#### SOURCE EXCERPT
--- start ---
Data Mesh Principles — 4 Core Pillars & Logical Architecture
Last Updated on: March 07th, 2023, Published on: November 25th, 2021.
Four Core Data Mesh Principles
The four fundamental data mesh principles are:
- Domain-oriented decentralized data ownership and architecture
- Data as a product
- Self-serve data infrastructure as a platform
- Federated computational governance
The data mesh and its underlying principles offer the promise of increasing value from data at scale, even in a complex and volatile business context.
Table of Contents
- Four Core Data Mesh Principles
- 1. Domain-oriented data ownership and architecture
- 2. Data as a product
- 3. Self-serve data infrastructure as a platform
- 4. Federated computational governance
- Rethink your culture stack and tech stack basis data mesh principles
- Summing up on Data Mesh Principles
- Data mesh principles: Related reads
It’s impossible to understand data mesh without truly comprehending its 4 defining principles.
Here we are hoping to do just that, further our understanding of the concept by familiarizing ourselves with the four data mesh principles.
But before we go into each of them, here’s a quick recap of what is data mesh.
Data Mesh is a decentralized approach to designing data systems for enterprises.
In centralized data architectures, a single data team handles data management for an entire organization. Whereas in the data mesh, each business unit is responsible for capturing, processing, organizing, and managing its data.
The concept was coined by Zhamak Dehghani, formerly the director of emerging technologies in North America at ThoughtWorks.
According to Zhamak Dehghani, at its core, the data mesh is all about decentralization and distributing data responsibility to people who are closest to the data. Meanwhile, Intuit calls it “a systematic approach to organizing the people, code, and data which in turn map a solution to a business problem and its owners.”
Let’s explore each data mesh principle at length and understand how it can help you extract more value from data at scale.
--- end ---
#### Data lines
--- start ---
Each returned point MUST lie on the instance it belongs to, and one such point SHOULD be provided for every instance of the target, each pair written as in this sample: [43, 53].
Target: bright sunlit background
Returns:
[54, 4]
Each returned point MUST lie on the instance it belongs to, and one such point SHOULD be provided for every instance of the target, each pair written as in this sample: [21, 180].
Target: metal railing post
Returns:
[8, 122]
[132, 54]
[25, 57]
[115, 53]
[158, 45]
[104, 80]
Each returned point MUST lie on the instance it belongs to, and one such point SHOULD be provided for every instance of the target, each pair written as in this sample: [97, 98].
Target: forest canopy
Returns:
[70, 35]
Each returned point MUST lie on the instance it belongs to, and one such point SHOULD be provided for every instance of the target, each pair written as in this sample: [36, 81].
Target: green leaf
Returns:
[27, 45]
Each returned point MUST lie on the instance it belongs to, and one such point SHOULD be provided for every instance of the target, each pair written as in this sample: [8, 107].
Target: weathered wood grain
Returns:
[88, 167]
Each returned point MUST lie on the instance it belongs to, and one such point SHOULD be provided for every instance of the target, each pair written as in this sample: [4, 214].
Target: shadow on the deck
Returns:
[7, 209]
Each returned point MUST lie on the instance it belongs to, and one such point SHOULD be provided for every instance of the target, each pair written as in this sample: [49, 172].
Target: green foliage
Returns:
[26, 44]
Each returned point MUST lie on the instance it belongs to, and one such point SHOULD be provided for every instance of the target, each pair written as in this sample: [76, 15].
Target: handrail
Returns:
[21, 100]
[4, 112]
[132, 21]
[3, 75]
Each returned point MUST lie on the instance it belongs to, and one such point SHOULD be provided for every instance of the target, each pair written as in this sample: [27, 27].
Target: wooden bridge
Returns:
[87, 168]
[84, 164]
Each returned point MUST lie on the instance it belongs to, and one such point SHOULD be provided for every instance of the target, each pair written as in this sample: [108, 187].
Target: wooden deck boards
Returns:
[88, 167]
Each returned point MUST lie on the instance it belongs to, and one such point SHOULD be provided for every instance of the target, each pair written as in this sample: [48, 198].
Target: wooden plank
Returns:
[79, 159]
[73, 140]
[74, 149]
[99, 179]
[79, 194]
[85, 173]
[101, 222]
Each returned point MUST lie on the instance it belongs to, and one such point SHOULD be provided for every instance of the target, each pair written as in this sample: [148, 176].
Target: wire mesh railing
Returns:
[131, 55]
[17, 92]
--- end ---
#### PROBLEMS TO SOLVE
(1) Could you copy word for word the part of the data mesh article between "Here we are" and "is data mesh.", inclusive?
(2) Could you recast the listing from the line holding "sample: [48, 198]." through the end of the listing, inclusive, as a numbered list with blank lines left out?

#### RESULTS
(1)
Here we are hoping to do just that, further our understanding of the concept by familiarizing ourselves with the four data mesh principles.
But before we go into each of them, here’s a quick recap of what is data mesh.

(2)
1. Each returned point MUST lie on the instance it belongs to, and one such point SHOULD be provided for every instance of the target, each pair written as in this sample: [48, 198].
2. Target: wooden plank
3. Returns:
4. [79, 159]
5. [73, 140]
6. [74, 149]
7. [99, 179]
8. [79, 194]
9. [85, 173]
10. [101, 222]
11. Each returned point MUST lie on the instance it belongs to, and one such point SHOULD be provided for every instance of the target, each pair written as in this sample: [148, 176].
12. Target: wire mesh railing
13. Returns:
14. [131, 55]
15. [17, 92]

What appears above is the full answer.